#### Task brief:
Character for character, transcribe the entries below, minus the images.

• • • • • • •

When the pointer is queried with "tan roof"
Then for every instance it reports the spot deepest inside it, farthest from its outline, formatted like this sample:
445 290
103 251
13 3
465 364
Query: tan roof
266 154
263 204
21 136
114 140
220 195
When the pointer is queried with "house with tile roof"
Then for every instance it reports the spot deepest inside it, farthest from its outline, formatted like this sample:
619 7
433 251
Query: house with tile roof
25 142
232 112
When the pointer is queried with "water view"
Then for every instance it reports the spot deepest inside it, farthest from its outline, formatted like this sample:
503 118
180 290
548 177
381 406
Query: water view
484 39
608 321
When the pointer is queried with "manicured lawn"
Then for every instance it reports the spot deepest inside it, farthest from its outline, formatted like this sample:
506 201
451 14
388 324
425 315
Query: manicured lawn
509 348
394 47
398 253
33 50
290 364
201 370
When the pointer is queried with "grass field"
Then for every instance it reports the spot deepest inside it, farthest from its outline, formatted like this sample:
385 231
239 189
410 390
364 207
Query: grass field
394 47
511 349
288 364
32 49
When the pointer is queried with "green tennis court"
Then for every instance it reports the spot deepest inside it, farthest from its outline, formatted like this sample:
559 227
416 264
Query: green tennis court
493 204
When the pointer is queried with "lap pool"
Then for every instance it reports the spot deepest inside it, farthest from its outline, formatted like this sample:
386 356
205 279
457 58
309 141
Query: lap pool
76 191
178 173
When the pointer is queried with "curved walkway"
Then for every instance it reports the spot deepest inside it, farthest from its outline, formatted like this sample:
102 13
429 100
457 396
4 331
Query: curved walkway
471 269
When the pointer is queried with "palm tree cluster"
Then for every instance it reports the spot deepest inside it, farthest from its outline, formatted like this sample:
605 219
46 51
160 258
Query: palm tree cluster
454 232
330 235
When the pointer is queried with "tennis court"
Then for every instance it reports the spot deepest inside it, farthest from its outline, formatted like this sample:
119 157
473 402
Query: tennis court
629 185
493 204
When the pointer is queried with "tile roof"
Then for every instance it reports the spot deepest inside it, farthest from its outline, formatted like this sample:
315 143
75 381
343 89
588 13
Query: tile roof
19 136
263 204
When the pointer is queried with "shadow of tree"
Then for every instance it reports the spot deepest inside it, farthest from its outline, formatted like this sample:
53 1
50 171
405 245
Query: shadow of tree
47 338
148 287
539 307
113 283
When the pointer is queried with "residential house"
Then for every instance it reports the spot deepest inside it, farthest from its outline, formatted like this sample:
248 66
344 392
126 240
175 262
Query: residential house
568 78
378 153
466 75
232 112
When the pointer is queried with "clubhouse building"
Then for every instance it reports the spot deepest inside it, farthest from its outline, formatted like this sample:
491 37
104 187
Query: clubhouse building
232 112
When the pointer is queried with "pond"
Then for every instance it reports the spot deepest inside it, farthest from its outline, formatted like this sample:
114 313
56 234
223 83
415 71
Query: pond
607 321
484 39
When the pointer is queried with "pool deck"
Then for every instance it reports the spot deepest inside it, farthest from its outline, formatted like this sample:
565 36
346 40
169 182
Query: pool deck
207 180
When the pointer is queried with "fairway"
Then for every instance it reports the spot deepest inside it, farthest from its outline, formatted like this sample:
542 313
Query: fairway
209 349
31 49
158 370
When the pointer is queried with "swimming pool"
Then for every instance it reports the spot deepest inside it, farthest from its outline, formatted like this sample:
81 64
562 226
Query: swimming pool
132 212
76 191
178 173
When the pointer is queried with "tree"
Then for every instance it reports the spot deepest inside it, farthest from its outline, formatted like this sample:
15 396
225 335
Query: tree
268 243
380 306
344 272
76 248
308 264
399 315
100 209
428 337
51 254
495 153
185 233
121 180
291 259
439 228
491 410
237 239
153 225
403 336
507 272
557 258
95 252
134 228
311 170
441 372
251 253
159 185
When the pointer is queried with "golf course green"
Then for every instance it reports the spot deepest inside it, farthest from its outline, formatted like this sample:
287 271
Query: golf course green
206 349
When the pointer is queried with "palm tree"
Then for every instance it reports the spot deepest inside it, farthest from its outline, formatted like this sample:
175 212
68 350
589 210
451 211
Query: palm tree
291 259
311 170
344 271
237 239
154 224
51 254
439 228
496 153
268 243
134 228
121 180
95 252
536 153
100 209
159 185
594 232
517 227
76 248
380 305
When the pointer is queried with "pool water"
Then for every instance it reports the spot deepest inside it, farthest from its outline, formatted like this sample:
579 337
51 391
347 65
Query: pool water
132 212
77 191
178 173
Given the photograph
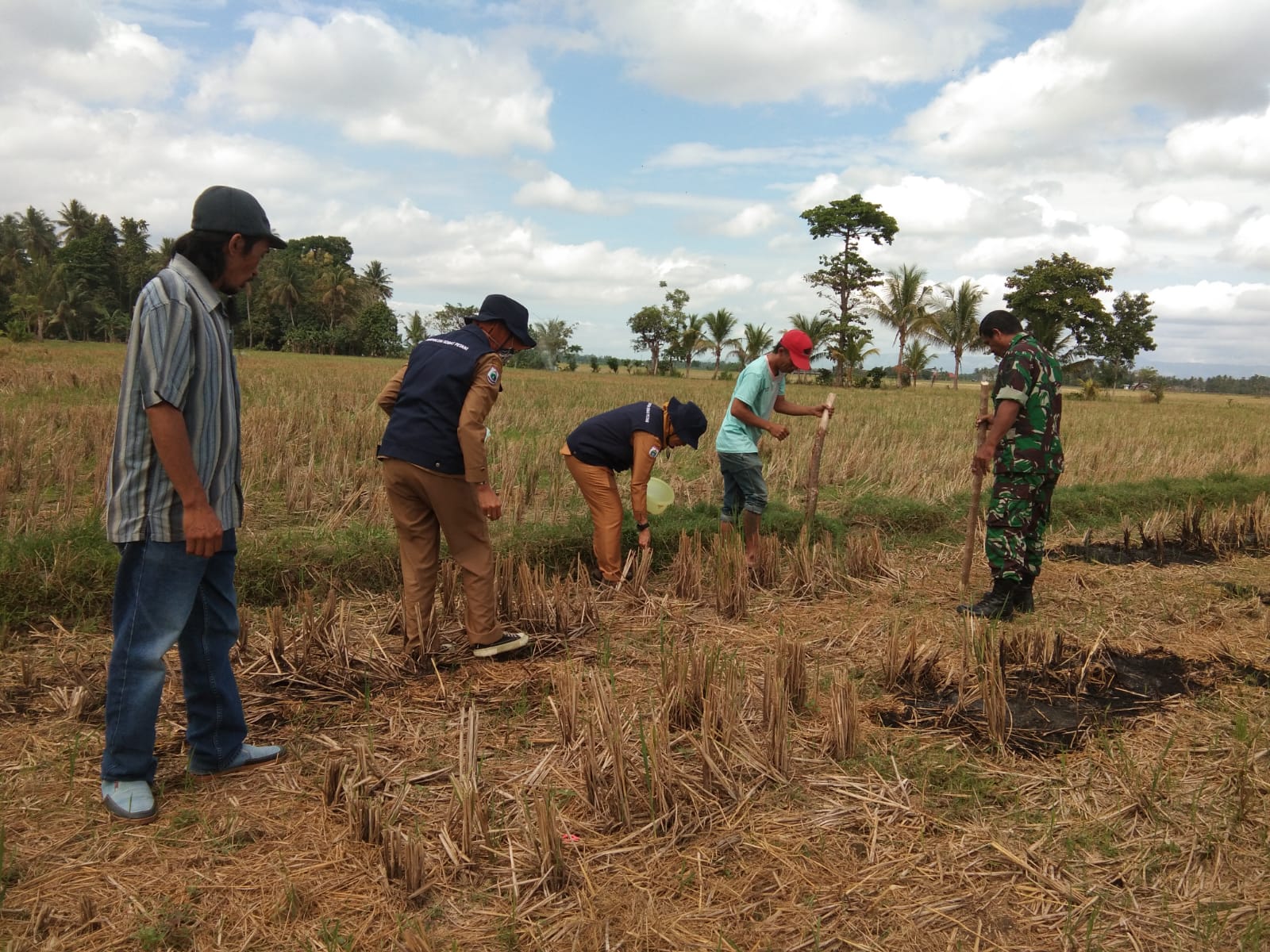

• • • • • • •

#### Exercise output:
When the pointer is queried with "tan roof"
Then for every instance it reports the spot deepest inside it, farthest from its outline, formatted like this sample:
445 290
103 251
13 3
465 364
Query: tan roof
266 154
263 204
21 136
114 140
220 195
When the pointer is queried with "house with tile roof"
Then for every instance it reports the spot deepest inside it, farthest from its outline, formatted like this sample:
619 7
433 251
Query: house with tile roof
25 142
232 112
When the pointer is queried with "water view"
Then for every instance it reports the spot deepest inside it, farthest from its outline, formatted like this sample:
503 118
180 290
548 177
381 406
Query: water view
484 39
608 321
When the pointer is queried with "manicured lawn"
Then for every instance it reports the spot deepest inside it, farthest from its outline, formatted like this sample:
506 201
451 14
388 324
425 315
Query: manicured lawn
509 348
394 47
398 253
33 50
290 364
201 370
When the pointer is queried with "grass field"
Then for every instance it reports the spot deepest inside it, farthest from its outline, formatted like this sample:
385 231
239 189
410 390
364 207
Query: grass field
394 47
511 349
288 364
32 49
When the pointer is queried with "green tennis court"
Then for every instance it reports the spot deepest inside it, farthest from its outline, formatted like this sample:
559 227
416 264
Query: green tennis court
493 204
When the pointer is queried with "lap pool"
Then for every instance it reports the spot deepest inside it, farthest from its outline, formatted like this sample:
386 356
205 279
457 58
309 141
Query: lap pool
76 191
178 173
When the pointer is queried with "curved walkway"
Then for every instance it reports the spot deepest inside it, farthest from its outline, formatted like this sample:
102 13
429 100
457 396
4 331
Query: curved walkway
471 269
When the pointer is queried with "palm tree cluster"
Then for every instance it reports the spot deepest inside it, farthest from its outline, formatted like this sample:
605 219
46 51
160 258
Query: palm tree cluster
454 232
330 235
When the pointer is queried with "tennis court"
Then for every instance it reports the spot deepest inside it, farthest from its outline, formatted like this sample:
119 157
473 402
Query: tennis court
629 185
493 204
When the pointer is queried with "tile roof"
Then for every instance it reports the spot deepest inside it, farthest from its outline, formatted like this sample:
315 143
75 381
343 89
588 13
Query: tile roof
19 136
263 204
When the pointer is queried with "shadow of tree"
Then for every instance it reports the spot deepest inside it, farthest from its outline, formatted like this sample:
53 1
50 171
405 245
Query: shadow of tree
47 338
148 287
539 307
113 283
When the pointer is queried with "residential house"
Then for every instance it reports the spot deepest inside it, farthest from its outline, formatted like this sample:
248 66
344 392
126 240
175 262
Query: residential house
568 78
378 153
466 75
232 112
When the pointer is queried with "clubhouse building"
Then for every instance it reports the spot deepest inside it, farthest from its outline, formatted like this sample:
491 37
104 187
Query: clubhouse building
232 112
When the pointer is queried with "pond"
Then for every instance it reports the spot deepest inside it, farthest from its outline, formatted like this sample:
114 313
56 234
223 83
415 71
Query: pond
607 321
484 39
When the pointer is queried with "pool deck"
Then for every instance it reports the spot deepest inside it, farthest from its outline, formatted like this sample:
565 36
346 40
169 182
Query: pool deck
207 180
When the pointer is queried with "fairway"
Then for every instance it reports the spot deepest inside it, farthest from its outline, formatted like this sample:
542 313
Query: fairway
209 349
31 49
158 370
When the pointer is queried with "swimming pool"
Then for every instance it reports the spot deepest inside it, farthest from its outline, formatted like this sample:
81 64
562 226
Query: swimming pool
132 212
76 191
178 173
When the pointer is queried with "tree"
Then for every instance it reports the spot deepest inside it, farthest from its outline, formatted like this sample:
15 396
225 335
Query: tree
268 243
380 306
344 272
76 248
308 264
399 315
100 209
428 337
51 254
495 153
185 233
121 180
291 259
439 228
491 410
237 239
153 225
403 336
507 272
557 258
95 252
134 228
311 170
441 372
251 253
159 185
When the pointer is queried with "golf course green"
Then for every instance it reports the spot deepest inside it, farthest from its outline, formatted like this sample:
287 271
Query: golf course green
206 349
When the pointer is queried with "palm tree"
Then for every instance it reports the spot deepest inside it, farthest from its outline, formatted like this sample:
175 212
68 350
589 210
451 211
Query: palm tree
291 259
311 170
344 271
237 239
154 224
51 254
439 228
496 153
268 243
134 228
121 180
95 252
536 153
100 209
159 185
594 232
517 227
76 248
380 305
When the pointer is queried with "pool water"
Then for every instance it reports the spot deepest inside it, farthest from its outline, formatted like this sample:
579 337
51 391
347 65
Query: pool water
132 212
77 191
178 173
Given the photograph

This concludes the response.